What to work on
Copy all the lines of the data that include the word "this".

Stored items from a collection
* * * *
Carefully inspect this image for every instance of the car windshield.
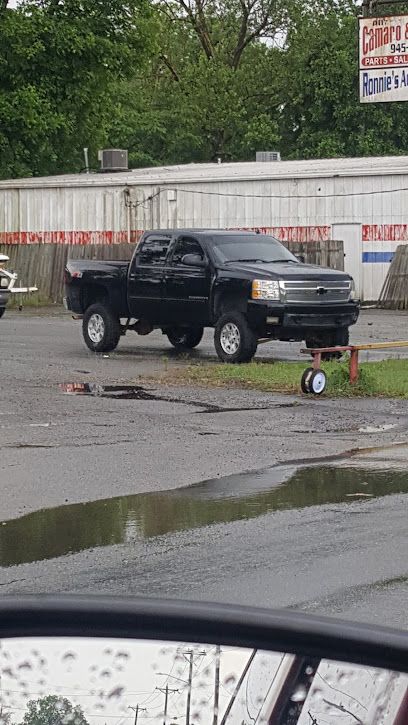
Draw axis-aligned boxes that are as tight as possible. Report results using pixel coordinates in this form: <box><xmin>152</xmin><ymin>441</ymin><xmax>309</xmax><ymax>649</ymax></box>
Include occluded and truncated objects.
<box><xmin>1</xmin><ymin>0</ymin><xmax>407</xmax><ymax>722</ymax></box>
<box><xmin>212</xmin><ymin>235</ymin><xmax>298</xmax><ymax>264</ymax></box>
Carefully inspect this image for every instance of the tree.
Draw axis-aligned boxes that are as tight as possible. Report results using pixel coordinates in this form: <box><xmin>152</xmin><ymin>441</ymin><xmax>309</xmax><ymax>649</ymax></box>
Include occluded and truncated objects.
<box><xmin>0</xmin><ymin>0</ymin><xmax>157</xmax><ymax>178</ymax></box>
<box><xmin>19</xmin><ymin>695</ymin><xmax>89</xmax><ymax>725</ymax></box>
<box><xmin>277</xmin><ymin>0</ymin><xmax>408</xmax><ymax>159</ymax></box>
<box><xmin>107</xmin><ymin>0</ymin><xmax>282</xmax><ymax>164</ymax></box>
<box><xmin>0</xmin><ymin>709</ymin><xmax>12</xmax><ymax>725</ymax></box>
<box><xmin>158</xmin><ymin>0</ymin><xmax>288</xmax><ymax>69</ymax></box>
* * * *
Answer section
Carefully inspect this image for every instance of the car windshield.
Draw axis-aligned boxes that are as tight as possible. Report results using pixel coordinates in this form: <box><xmin>152</xmin><ymin>441</ymin><xmax>309</xmax><ymax>649</ymax></box>
Carefully inspect this image for every instance of the tree.
Draw axis-aligned boxes that are as tight as possible. Report results using pixel coordinates in this form: <box><xmin>152</xmin><ymin>441</ymin><xmax>309</xmax><ymax>649</ymax></box>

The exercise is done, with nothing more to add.